• _What you should do_: Using the listing, copy each whole line that features "dark".
▶
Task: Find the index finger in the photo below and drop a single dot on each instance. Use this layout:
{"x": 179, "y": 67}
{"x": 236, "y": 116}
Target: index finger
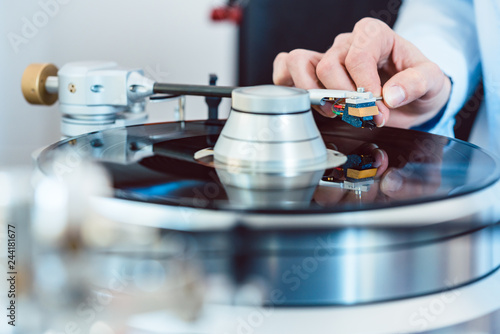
{"x": 371, "y": 47}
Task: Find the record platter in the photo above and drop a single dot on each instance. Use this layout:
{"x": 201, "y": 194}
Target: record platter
{"x": 390, "y": 217}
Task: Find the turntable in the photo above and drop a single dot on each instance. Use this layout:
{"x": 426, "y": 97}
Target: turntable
{"x": 361, "y": 230}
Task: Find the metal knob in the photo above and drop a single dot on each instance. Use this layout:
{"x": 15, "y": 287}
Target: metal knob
{"x": 34, "y": 84}
{"x": 270, "y": 128}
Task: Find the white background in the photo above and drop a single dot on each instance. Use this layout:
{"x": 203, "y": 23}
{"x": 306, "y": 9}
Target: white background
{"x": 171, "y": 40}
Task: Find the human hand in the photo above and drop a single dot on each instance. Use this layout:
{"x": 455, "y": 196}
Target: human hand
{"x": 374, "y": 57}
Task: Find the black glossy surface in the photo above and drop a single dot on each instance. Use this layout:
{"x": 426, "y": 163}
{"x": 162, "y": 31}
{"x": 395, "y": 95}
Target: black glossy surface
{"x": 429, "y": 167}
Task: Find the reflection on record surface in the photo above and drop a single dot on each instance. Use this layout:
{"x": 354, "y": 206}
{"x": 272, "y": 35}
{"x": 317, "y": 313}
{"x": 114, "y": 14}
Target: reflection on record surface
{"x": 385, "y": 167}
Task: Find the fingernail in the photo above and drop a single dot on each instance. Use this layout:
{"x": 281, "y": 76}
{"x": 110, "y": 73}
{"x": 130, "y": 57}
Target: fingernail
{"x": 392, "y": 182}
{"x": 394, "y": 96}
{"x": 379, "y": 156}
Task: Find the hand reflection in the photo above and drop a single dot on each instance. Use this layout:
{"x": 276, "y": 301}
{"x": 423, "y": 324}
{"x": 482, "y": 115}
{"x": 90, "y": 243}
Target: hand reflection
{"x": 415, "y": 177}
{"x": 407, "y": 176}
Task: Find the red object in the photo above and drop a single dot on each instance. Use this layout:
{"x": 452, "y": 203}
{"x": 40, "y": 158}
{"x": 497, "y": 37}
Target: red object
{"x": 228, "y": 13}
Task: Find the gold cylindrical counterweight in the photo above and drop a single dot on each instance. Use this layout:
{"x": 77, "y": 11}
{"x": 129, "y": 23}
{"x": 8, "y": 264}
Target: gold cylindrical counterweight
{"x": 33, "y": 83}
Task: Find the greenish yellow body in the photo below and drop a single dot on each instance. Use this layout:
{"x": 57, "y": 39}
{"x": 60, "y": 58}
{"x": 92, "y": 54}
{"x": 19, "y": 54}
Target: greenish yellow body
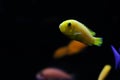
{"x": 78, "y": 31}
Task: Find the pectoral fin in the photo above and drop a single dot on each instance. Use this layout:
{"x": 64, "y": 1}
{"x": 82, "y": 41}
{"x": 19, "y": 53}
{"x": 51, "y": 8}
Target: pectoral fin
{"x": 77, "y": 33}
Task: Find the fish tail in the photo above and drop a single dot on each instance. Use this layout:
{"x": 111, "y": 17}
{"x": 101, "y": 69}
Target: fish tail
{"x": 98, "y": 41}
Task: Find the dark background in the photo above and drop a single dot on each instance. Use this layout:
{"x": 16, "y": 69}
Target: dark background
◀
• _Answer space_:
Task: Find the dark background in the photo above and drop a single dot on each instance. Use this layout:
Target: dark background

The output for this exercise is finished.